Start of Exercise text

Leading Kremlin critic Alexei Navalny was poisoned with a new, deadlier variant of military-grade nerve agent Novichok, the German weekly Die Zeit reported Wednesday.
Hours after the Die Zeit report, The Insider news website reported, citing anonymous sources, that Navalny, 44, has almost completely recovered after falling violently ill on a flight in Siberia on Aug. 20 and remaining in a coma for more than two weeks. He was evacuated to a Berlin hospital after Siberian doctors ruled out poisoning as the cause of his illness.
“Navalny was poisoned with a novel development of the chemical weapon Novichok — a variant that the world had not known until this attack, but which is said to be more vicious and deadly than all known offshoots of the Novichok family,” Die Zeit reported.
Only the Russian intelligence services could have carried out “an operation with such a lethal and complex poison,” Die Zeit reported, citing German intelligence.
Germany said last week that “unequivocal evidence” pointed to Navalny, the de facto leader of Russia’s opposition, being poisoned by a nerve agent from the Novichok family. Chancellor Angela Merkel has said that “only Russia can and must answer” questions regarding Navalny’s poisoning.
“This new Novichok variant works slower than the previously known ones,” Die Zeit wrote.
German military scientists in Munich found residues of the new type of Novichok on Navalny’s hands and the neck of the water bottle he had been carrying when he fell ill, it added.
At least two scientists involved in Novichok’s development have hypothesized that Navalny may have been poisoned with a different type of Novichok than that used in 2018 on former spy Sergei Skripal in Britain.
Germany suspects that an FSB agent or another Russian intelligence officer “dripped the poison into the tea or applied it onto the cup’s surface,” according to Die Zeit.
The Insider, which reported on Navalny’s recovery with Germany’s Spiegel weekly and the investigative website Bellingcat, said Navalny is able to recall the events leading up to his poisoning and up to the time when he lost consciousness.
“His health condition is better than one would expect in such a situation,” The Insider wrote.
Navalny’s spokeswoman called the reports about his condition “highly exaggerated” and “factually inaccurate,” saying in a tweet that Navalny has been regaining consciousness and reacting to outside stimuli since Monday.
Russia’s Foreign Ministry summoned the German ambassador Wednesday to demand further information about Navalny’s treatment there.
The Siberian doctors who treated Navalny before he was flown to Berlin maintained that their test results showed no signs of poisoning in Navalny’s system.

End of Exercise text

*Prompt 1*. Rewrite the article on Navalny's poisoning, starting with "The Siberian doctors" and going on through "in Navalny’s system.", and swap "Siberian doctors" for "Russian physicians".
*Prompt 2*. In the article on Navalny's poisoning, where did German military scientists in Munich find residues of the new type of Novichok?

Start of Raw data

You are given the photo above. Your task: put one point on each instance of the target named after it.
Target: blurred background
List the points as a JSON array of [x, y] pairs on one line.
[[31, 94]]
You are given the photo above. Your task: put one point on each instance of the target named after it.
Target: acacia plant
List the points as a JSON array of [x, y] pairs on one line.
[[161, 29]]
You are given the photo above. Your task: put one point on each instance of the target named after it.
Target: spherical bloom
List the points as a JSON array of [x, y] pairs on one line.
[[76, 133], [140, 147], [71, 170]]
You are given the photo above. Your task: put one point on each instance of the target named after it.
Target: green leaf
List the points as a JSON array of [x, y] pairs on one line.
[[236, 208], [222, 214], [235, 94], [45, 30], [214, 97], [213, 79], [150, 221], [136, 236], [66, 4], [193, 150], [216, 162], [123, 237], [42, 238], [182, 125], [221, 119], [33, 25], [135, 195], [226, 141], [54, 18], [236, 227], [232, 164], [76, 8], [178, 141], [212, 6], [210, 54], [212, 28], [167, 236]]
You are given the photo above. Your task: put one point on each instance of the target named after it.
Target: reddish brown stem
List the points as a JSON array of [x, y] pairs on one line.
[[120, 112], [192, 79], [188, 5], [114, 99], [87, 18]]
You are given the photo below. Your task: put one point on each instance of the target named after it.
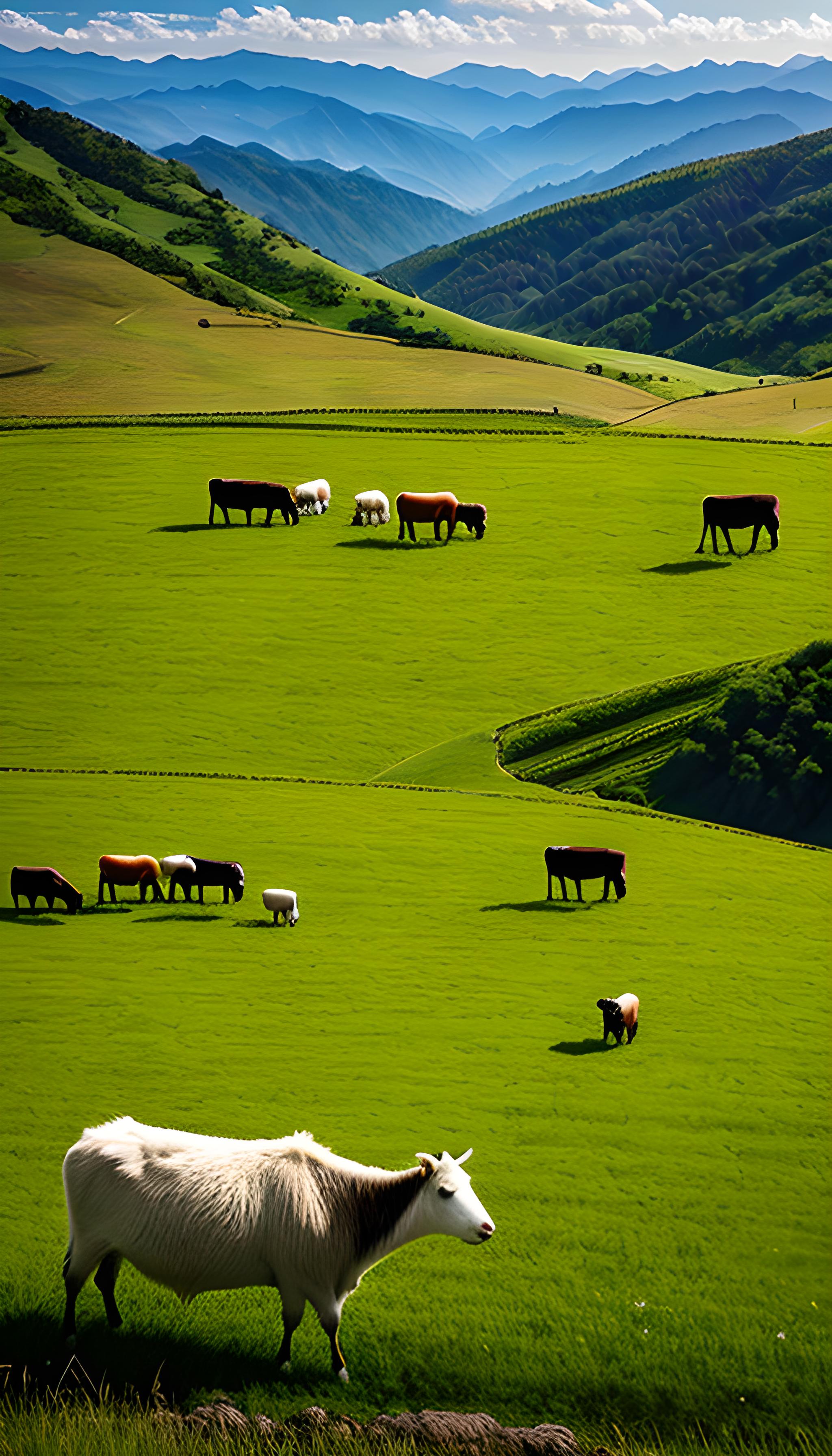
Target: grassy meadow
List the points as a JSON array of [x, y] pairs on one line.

End of Raw data
Start of Raw data

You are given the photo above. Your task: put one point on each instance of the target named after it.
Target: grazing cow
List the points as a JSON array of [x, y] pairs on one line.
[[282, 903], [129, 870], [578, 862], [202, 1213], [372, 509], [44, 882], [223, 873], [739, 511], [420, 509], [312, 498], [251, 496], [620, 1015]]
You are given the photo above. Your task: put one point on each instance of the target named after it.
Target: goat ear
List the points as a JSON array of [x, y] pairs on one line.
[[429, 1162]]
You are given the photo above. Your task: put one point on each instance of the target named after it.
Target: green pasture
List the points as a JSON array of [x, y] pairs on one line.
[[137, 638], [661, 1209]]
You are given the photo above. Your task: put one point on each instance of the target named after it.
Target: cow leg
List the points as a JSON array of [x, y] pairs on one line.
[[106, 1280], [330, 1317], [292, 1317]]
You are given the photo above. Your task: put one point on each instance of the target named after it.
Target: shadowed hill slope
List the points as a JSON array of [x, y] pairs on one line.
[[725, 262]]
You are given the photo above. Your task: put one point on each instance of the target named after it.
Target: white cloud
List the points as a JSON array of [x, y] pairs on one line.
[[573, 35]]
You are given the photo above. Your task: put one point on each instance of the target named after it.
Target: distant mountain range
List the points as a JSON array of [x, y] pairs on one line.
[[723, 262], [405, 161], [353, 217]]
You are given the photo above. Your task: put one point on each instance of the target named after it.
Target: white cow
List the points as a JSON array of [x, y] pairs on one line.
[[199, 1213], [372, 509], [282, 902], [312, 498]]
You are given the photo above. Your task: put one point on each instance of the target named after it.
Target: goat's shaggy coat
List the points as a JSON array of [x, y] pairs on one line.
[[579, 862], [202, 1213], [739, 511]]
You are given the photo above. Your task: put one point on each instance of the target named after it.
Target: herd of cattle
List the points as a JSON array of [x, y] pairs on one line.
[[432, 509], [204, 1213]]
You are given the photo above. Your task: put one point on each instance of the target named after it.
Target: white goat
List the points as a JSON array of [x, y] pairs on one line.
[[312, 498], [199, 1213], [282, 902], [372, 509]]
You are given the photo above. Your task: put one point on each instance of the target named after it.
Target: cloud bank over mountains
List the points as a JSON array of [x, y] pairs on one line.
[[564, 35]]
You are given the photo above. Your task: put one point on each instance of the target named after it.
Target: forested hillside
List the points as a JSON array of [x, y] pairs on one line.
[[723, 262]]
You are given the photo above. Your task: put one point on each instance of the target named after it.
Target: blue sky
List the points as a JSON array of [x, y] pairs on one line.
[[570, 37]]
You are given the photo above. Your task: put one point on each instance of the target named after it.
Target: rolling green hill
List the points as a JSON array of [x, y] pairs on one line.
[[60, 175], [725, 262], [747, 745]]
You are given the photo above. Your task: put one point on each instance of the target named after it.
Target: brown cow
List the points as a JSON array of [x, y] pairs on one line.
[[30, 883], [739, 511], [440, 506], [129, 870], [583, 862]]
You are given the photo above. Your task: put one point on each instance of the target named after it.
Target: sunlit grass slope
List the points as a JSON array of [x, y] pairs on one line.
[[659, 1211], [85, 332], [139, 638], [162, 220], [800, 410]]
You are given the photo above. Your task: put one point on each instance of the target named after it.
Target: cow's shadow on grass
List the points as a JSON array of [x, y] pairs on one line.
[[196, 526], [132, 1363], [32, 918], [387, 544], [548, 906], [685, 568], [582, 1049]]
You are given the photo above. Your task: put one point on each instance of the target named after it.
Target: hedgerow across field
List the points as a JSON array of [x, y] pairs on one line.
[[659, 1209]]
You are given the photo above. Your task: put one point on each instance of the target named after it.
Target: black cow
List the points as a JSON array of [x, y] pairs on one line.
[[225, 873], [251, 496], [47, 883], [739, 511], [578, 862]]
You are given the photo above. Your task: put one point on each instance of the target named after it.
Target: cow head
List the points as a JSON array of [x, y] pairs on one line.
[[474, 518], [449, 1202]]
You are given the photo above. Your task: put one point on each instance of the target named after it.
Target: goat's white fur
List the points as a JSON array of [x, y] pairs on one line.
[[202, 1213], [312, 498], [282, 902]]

End of Raw data
Start of Raw data

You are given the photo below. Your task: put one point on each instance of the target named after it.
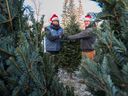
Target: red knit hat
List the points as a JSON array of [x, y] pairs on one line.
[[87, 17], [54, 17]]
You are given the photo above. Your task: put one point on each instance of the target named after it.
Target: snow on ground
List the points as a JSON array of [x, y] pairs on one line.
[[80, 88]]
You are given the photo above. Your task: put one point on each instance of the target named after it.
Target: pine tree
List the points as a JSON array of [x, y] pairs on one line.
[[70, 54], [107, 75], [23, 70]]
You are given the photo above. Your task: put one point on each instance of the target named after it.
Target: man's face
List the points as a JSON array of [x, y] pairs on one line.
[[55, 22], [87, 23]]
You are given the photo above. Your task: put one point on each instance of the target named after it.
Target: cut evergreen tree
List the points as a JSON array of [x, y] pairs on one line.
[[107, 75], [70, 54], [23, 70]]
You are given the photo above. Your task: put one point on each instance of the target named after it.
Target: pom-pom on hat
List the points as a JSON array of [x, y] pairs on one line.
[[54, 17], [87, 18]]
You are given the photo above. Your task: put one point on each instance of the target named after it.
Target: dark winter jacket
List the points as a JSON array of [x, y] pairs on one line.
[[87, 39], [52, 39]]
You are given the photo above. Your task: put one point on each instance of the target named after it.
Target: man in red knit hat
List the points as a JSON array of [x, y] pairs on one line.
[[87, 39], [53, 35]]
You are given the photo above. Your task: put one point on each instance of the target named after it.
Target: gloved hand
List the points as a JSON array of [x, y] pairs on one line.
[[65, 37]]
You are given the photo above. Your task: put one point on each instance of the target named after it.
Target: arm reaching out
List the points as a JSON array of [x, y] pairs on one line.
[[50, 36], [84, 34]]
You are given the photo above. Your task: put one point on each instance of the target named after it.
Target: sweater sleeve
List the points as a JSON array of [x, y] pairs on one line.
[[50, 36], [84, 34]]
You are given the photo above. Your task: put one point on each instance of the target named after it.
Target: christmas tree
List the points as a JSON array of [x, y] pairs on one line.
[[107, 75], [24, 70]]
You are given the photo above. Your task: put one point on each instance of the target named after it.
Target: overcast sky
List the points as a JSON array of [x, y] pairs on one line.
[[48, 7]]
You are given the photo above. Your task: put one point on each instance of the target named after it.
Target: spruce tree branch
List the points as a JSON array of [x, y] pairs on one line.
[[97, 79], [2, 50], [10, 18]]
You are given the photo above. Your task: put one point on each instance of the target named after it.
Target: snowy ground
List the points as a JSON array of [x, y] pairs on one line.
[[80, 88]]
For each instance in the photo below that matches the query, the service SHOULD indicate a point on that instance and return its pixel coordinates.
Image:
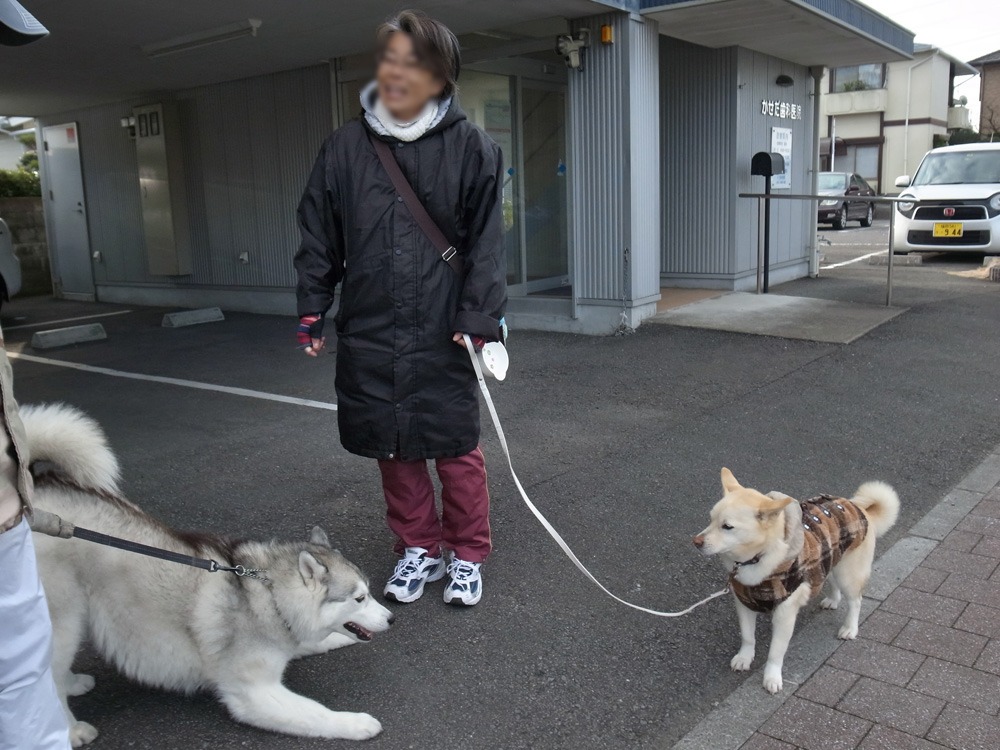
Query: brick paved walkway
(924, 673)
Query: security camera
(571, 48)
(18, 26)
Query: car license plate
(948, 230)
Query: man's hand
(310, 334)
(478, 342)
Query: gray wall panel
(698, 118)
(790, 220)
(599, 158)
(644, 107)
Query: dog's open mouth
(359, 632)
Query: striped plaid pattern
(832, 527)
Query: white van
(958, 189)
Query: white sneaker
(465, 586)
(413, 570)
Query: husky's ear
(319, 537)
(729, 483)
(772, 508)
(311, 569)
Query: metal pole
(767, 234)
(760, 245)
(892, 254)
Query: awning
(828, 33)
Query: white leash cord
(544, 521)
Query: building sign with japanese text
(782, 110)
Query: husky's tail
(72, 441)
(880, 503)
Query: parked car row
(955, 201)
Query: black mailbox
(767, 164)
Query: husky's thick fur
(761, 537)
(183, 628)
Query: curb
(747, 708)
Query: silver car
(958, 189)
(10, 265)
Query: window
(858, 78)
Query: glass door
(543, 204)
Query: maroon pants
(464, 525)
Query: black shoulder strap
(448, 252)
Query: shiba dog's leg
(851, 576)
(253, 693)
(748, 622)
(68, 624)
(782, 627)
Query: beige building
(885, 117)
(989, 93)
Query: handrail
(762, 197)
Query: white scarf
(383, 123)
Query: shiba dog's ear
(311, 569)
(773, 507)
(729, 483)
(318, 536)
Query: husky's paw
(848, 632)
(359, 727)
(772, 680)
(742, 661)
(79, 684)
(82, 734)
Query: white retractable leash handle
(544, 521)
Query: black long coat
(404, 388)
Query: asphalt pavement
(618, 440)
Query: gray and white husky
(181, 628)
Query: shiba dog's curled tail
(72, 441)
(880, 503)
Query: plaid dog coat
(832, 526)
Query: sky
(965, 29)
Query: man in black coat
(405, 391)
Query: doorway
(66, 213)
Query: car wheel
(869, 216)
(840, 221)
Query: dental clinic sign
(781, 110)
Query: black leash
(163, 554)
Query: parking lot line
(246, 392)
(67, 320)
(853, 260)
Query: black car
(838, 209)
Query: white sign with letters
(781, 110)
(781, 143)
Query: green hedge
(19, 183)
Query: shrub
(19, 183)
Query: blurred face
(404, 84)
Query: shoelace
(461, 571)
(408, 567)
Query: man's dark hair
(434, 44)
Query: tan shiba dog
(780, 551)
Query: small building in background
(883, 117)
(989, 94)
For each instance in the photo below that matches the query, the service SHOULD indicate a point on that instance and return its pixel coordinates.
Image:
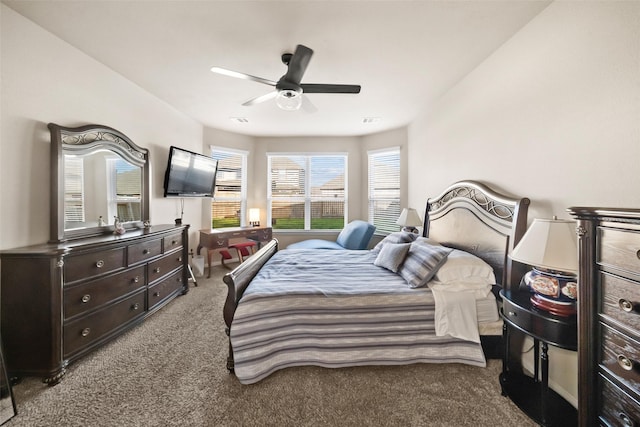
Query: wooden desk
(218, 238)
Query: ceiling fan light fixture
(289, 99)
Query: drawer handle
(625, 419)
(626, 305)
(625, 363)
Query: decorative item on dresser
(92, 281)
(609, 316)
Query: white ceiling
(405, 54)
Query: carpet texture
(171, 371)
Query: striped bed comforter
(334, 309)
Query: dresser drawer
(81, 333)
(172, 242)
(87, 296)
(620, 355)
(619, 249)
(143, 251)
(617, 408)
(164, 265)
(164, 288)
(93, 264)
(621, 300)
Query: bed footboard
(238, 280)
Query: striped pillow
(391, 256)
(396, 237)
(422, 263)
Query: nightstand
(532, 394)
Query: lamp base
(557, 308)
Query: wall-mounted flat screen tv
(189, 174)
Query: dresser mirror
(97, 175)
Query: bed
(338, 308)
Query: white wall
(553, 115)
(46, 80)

End of Raw data

*Response 1*.
The Russian physicians who treated Navalny before he was flown to Berlin maintained that their test results showed no signs of poisoning in Navalny’s system.

*Response 2*. On Navalny's hands and on the neck of the water bottle he had been carrying when he fell ill.